▸ **Text section**
::::::::::

Without any question, the Supreme Court decision endorsing former Senate President, Ahmad Lawan as the All Progressive Congress’ candidate for Yobe North senatorial district together with its separate ruling in another case endorsing Godswill Akpabio’s candidature for Akwa Ibom North Central senatorial position created a great embarrassment to senior lawyers who have an idea of the law. It is a great embarrassment. You could see Okorocha making fun of Lawan in the Senate, saying he should tell us the trick of how he managed to make it back to the senate. You know, it is an open secret on how they got there. Certainly, it was not a legitimate exercise that took them there. Everything that took them there was contrary to the existing law: The 2022 Electoral Act. No doubt about it, the magic by which they got there would remain a mystery for a long time. And this has not done anything good to the image of the Supreme Court.
What is the way forward?
As I have said earlier, the remuneration and rewards of Supreme Court justices, during the time they are in office and in retirement, should be increased tremendously. That will separate the good ones from the bad ones. The good ones will certainly refrain from anything that will tarnish their names. We used to have a Supreme Court in those days. I am talking of the time when Justice Kayode Esho Esho (1978-1990); Justice Chukwudifu Akunne Oputa (1984-1989); Justice Augustine Nnamani (1979-1990); Justice Mohammad Bello, about seven or eight of them then were in the Supreme Court, our Supreme Court was the best in the world. And that is what we now refer nostalgically to as the Golden Era of the Supreme Court. After that, there was a decline. The decline was however gradual up till around 2004. It just declined sharply particularly from 2007 after that terrible election conducted by Prof Maurice Iwu. After that election, the quality of decisions at the Supreme Court deteriorated sharply because a lot of things went wrong after that election. But as I said, if we do the right thing, we will see an upward swing. And if we reduce the number of cases they are handling, bearing in mind that they should be limited to cases on policies of the state, constitutional matters, political matters, human rights cases, that is enough. They would have enough time to reflect on issues and give qualitative judgments.
But there is another school of thought fingering the violation of Section 231(3) of the 1999 constitution which provides that justices of the S’Court should be appointed from qualified legal practitioners in advocacy, academics and the appellate bench, as the cause of decline in the quality and image of the apex bench?

::::::::::

▸ **Your tasks**
a) According to the text on the Supreme Court, which kinds of cases should the court be limited to? List every kind it names.
b) Summarize the text on the Supreme Court in two sentences.

Location annotation dataset excerpts
::::::::::

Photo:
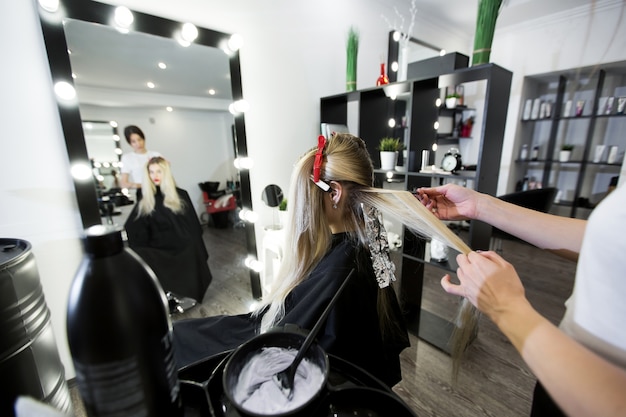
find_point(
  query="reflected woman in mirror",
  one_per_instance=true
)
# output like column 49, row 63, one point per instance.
column 133, row 163
column 334, row 226
column 164, row 230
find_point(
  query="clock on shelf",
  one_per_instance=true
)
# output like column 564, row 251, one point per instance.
column 451, row 161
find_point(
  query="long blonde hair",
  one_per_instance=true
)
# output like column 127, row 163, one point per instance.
column 308, row 235
column 171, row 199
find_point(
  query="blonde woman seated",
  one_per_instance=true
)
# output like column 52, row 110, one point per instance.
column 164, row 230
column 334, row 227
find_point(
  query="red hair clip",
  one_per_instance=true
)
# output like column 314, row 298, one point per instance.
column 317, row 167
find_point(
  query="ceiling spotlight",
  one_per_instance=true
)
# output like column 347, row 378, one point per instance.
column 65, row 90
column 238, row 107
column 49, row 5
column 189, row 32
column 123, row 17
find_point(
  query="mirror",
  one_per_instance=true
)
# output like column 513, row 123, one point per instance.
column 103, row 149
column 417, row 50
column 62, row 29
column 272, row 195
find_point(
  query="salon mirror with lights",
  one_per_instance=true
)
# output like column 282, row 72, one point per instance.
column 189, row 102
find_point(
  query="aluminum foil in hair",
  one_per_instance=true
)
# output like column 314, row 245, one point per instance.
column 379, row 247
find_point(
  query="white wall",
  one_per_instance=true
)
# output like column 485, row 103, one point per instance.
column 581, row 37
column 294, row 54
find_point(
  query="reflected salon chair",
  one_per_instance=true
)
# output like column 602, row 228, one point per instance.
column 539, row 199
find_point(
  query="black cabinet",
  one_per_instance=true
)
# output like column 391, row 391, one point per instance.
column 416, row 107
column 582, row 108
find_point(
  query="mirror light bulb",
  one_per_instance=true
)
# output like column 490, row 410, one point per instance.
column 235, row 42
column 253, row 264
column 65, row 90
column 123, row 17
column 243, row 163
column 49, row 5
column 81, row 171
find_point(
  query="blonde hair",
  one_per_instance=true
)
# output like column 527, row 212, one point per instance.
column 308, row 236
column 171, row 200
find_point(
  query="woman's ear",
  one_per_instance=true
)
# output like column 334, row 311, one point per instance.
column 336, row 192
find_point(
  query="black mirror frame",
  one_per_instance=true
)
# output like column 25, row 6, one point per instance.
column 60, row 68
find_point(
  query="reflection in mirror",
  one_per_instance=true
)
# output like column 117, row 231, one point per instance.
column 99, row 95
column 273, row 197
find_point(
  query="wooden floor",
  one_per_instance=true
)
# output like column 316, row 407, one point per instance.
column 493, row 380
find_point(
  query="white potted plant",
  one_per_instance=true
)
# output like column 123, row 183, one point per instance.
column 566, row 152
column 452, row 100
column 389, row 148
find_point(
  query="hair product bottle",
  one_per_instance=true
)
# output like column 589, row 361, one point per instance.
column 120, row 333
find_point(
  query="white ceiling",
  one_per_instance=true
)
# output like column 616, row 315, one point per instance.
column 103, row 58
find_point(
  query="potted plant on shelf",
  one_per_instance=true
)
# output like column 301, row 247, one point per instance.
column 389, row 148
column 452, row 100
column 566, row 152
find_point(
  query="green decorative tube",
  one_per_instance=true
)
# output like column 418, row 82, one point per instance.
column 352, row 50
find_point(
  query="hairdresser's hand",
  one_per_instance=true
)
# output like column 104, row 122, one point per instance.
column 489, row 282
column 450, row 201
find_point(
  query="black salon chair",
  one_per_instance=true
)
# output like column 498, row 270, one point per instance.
column 539, row 199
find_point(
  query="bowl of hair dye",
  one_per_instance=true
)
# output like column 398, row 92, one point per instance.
column 247, row 378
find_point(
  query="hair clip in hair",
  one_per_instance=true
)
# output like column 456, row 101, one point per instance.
column 323, row 185
column 317, row 166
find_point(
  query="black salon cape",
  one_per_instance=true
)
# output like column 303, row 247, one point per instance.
column 172, row 245
column 351, row 332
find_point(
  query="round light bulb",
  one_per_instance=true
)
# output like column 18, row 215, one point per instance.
column 123, row 17
column 189, row 32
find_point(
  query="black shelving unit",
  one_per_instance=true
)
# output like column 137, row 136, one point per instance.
column 417, row 101
column 582, row 180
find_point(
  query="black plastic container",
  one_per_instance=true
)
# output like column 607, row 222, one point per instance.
column 29, row 359
column 283, row 339
column 120, row 333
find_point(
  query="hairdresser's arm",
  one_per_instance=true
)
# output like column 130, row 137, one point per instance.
column 582, row 383
column 543, row 230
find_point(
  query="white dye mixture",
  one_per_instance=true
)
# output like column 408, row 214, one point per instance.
column 257, row 391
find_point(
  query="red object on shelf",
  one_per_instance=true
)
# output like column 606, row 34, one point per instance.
column 382, row 79
column 226, row 202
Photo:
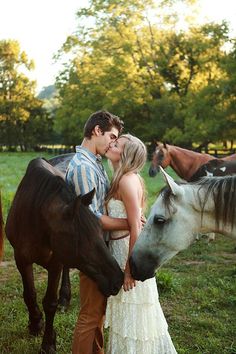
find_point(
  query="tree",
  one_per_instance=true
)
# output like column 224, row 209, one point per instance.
column 139, row 67
column 23, row 120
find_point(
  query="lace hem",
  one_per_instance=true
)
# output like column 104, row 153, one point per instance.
column 161, row 345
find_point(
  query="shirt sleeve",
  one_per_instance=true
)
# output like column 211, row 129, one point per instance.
column 85, row 179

::::::::::

▸ **Problem solutions**
a)
- Cases on policies of the state
- Constitutional matters
- Political matters
- Human rights cases

b) The speaker says the Supreme Court rulings endorsing Ahmad Lawan and Godswill Akpabio as senatorial candidates embarrassed senior lawyers, ran contrary to the 2022 Electoral Act, and damaged the court's image. As a way forward, the speaker proposes greatly increasing the justices' pay and retirement rewards and reducing their caseload, and recalls a Golden Era of the court that was followed by a decline that turned sharp from 2007.